# Stated exercise A
How many insertions does the diff report?
-=-=-
1 files changed, 330 insertions, 49 deletions
diff --git a/lib/Target/R600/SIInstrInfo.cpp b/lib/Target/R600/SIInstrInfo.cpp
index ab2fe09..4a9e346 100644
--- a/lib/Target/R600/SIInstrInfo.cpp
+++ b/lib/Target/R600/SIInstrInfo.cpp
@@ -187,27 +187,45 @@ void SIInstrInfo::storeRegToStackSlot(MachineBasicBlock &MBB,
                                       int FrameIndex,
                                       const TargetRegisterClass *RC,
                                       const TargetRegisterInfo *TRI) const {
-  MachineRegisterInfo &MRI = MBB.getParent()->getRegInfo();
   SIMachineFunctionInfo *MFI = MBB.getParent()->getInfo<SIMachineFunctionInfo>();
   DebugLoc DL = MBB.findDebugLoc(MI);
   unsigned KillFlag = isKill ? RegState::Kill : 0;
+  MachineRegisterInfo &MRI = MBB.getParent()->getRegInfo();
 
   if (TRI->getCommonSubClass(RC, &AMDGPU::SGPR_32RegClass)) {
-    unsigned Lane = MFI->SpillTracker.getNextLane(MRI);
-    BuildMI(MBB, MI, DL, get(AMDGPU::V_WRITELANE_B32),
-            MFI->SpillTracker.LaneVGPR)
-=-=-
# Stated exercise B
Express the entries starting with the line containing "find each groom's dark hair" and going on through the line containing "[996,703,1058,762]" as a JSON list of strings, one string per line, with blank lines left out.
-=-=-
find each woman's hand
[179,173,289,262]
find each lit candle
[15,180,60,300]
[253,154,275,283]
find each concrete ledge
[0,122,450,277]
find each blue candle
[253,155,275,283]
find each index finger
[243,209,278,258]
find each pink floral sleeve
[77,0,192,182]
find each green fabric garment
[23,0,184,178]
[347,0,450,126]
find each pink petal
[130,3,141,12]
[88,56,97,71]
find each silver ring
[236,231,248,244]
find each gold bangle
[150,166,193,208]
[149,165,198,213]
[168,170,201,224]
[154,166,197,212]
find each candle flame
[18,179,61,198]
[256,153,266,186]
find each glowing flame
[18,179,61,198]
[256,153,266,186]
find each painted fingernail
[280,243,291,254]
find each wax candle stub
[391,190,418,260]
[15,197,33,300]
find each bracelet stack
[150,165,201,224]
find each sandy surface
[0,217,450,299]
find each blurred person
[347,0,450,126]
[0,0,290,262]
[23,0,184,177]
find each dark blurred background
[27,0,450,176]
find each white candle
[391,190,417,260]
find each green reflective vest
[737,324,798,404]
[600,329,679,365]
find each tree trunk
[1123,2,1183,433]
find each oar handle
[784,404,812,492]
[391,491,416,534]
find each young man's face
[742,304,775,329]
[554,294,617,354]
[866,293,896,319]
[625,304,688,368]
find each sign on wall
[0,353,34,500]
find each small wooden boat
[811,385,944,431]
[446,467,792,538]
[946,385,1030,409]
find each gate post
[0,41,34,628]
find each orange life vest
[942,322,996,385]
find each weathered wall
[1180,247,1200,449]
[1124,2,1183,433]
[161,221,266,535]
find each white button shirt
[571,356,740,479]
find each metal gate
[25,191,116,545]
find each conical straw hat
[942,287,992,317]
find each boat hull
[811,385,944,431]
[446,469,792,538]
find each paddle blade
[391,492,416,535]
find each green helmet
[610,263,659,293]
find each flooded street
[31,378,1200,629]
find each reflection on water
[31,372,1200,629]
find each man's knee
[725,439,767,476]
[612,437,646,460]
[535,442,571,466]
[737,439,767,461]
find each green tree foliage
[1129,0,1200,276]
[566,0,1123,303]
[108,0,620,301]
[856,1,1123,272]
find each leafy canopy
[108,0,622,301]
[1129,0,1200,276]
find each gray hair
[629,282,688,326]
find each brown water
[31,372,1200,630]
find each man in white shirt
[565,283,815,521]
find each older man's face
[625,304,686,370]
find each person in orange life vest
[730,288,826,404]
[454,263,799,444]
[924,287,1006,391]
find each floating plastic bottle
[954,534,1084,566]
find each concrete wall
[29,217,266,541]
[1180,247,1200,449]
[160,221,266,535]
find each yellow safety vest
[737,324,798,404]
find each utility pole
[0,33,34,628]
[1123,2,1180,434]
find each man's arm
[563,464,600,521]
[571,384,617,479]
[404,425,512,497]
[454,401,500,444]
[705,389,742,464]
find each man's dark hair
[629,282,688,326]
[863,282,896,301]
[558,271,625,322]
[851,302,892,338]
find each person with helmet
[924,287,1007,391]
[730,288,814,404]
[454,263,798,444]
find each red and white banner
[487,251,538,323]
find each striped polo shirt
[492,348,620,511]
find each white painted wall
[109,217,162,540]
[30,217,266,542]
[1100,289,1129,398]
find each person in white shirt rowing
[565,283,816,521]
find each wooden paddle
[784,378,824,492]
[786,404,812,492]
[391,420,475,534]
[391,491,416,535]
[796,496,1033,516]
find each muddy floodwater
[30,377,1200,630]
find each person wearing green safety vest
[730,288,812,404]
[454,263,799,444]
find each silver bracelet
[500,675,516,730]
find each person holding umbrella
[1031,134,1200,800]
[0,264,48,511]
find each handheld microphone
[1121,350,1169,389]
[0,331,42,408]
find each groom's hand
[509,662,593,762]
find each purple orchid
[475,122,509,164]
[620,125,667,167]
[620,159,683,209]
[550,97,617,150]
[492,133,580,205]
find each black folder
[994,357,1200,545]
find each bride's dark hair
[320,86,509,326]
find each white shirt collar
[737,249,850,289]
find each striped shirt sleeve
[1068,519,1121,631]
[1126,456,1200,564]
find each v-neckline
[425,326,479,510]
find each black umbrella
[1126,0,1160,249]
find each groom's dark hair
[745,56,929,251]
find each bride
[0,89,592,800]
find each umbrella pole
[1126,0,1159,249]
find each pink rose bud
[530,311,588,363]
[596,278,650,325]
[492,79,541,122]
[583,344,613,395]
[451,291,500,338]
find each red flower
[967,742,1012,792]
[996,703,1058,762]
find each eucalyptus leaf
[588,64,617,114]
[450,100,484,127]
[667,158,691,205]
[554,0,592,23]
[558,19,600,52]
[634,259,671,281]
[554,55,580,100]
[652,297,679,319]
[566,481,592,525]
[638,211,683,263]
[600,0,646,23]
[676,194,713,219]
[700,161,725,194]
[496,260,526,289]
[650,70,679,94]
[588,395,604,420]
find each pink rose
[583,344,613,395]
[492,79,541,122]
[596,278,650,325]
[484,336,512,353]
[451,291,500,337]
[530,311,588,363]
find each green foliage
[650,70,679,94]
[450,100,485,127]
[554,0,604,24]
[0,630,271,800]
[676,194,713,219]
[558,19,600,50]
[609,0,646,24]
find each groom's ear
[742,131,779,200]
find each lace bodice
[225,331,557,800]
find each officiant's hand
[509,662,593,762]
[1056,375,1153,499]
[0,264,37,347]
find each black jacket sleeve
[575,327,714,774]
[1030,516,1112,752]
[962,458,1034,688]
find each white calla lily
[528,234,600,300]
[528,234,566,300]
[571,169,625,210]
-=-=-
# Exercise response A
330 insertions.

# Exercise response B
[
  "find each groom's dark hair",
  "[745,56,929,251]",
  "find each bride",
  "[0,89,592,800]",
  "find each umbrella pole",
  "[1126,0,1159,249]",
  "find each pink rose bud",
  "[530,311,588,363]",
  "[596,278,650,325]",
  "[492,79,541,122]",
  "[583,344,613,395]",
  "[451,291,500,338]",
  "find each red flower",
  "[967,742,1012,792]",
  "[996,703,1058,762]"
]